• _Dataset_:
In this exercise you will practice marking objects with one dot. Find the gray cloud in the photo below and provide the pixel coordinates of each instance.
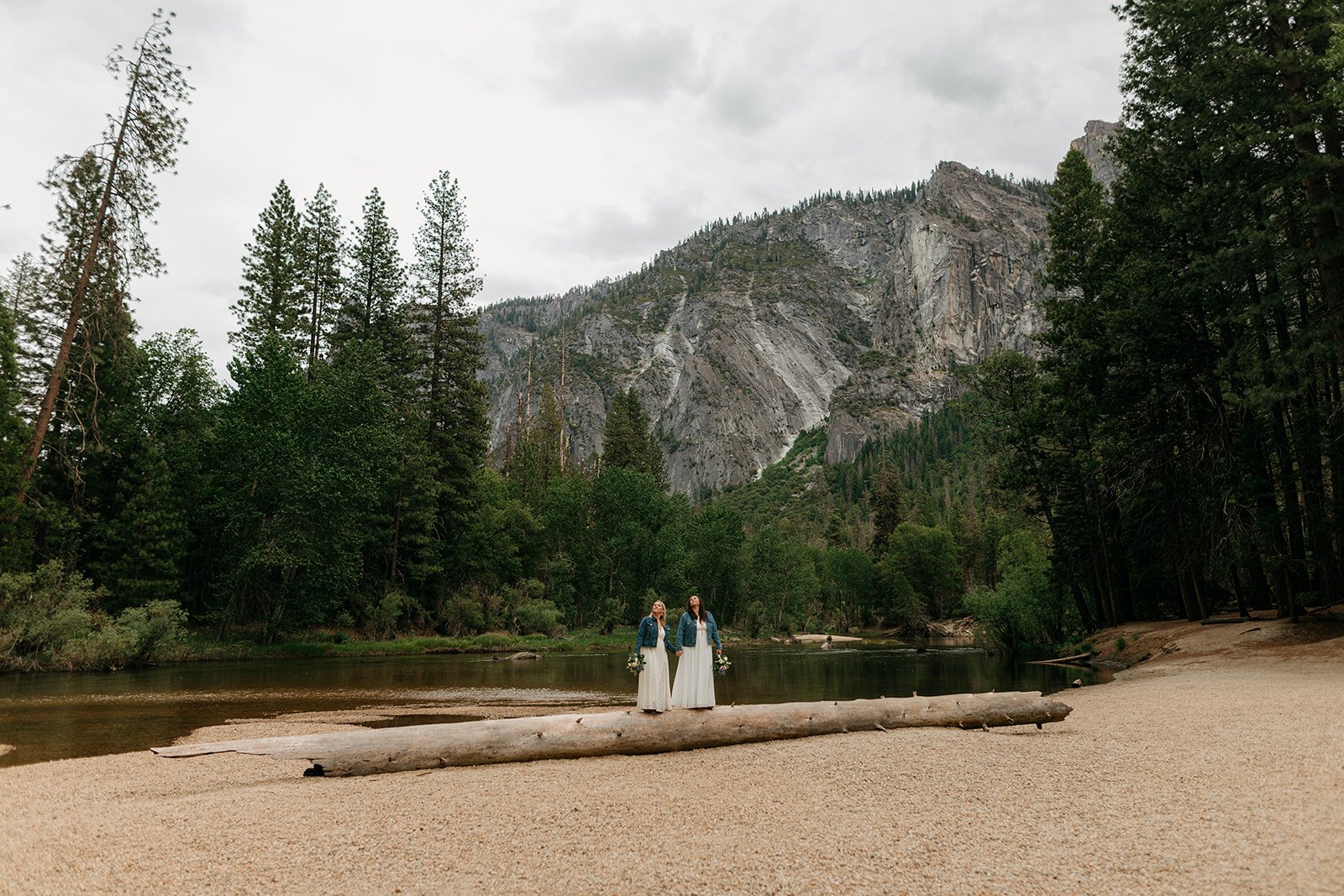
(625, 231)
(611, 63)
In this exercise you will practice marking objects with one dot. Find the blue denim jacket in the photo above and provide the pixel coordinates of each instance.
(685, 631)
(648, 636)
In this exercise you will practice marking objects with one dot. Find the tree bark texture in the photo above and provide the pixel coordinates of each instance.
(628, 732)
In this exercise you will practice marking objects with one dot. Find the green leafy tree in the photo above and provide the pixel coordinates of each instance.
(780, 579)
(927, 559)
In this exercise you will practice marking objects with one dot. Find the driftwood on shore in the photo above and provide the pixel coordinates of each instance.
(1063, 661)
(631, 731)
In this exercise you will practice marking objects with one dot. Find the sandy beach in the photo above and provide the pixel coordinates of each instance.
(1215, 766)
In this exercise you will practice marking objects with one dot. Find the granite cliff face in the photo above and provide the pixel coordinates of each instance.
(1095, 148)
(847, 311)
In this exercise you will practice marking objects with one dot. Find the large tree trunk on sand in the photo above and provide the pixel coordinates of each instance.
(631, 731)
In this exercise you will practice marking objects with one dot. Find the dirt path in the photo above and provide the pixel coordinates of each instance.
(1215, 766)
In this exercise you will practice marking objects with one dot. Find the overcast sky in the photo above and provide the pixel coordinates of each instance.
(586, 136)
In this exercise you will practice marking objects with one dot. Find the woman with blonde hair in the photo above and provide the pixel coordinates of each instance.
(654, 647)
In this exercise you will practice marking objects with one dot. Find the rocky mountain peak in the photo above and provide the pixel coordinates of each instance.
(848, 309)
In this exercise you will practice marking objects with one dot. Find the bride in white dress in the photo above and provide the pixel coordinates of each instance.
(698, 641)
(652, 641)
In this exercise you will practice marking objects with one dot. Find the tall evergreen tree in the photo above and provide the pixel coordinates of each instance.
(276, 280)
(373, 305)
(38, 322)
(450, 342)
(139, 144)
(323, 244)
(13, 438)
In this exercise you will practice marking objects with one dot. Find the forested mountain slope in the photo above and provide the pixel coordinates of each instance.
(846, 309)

• _Directions_: Copy out every line of the entries from the one containing "Find the forested" through the last line of the entries, both included, without changing anything.

• _Full response_:
In this exercise you will practice marking objects with one dot. Find the forested mountain slope in the photo above and provide the pixel coordinates of each instance.
(846, 309)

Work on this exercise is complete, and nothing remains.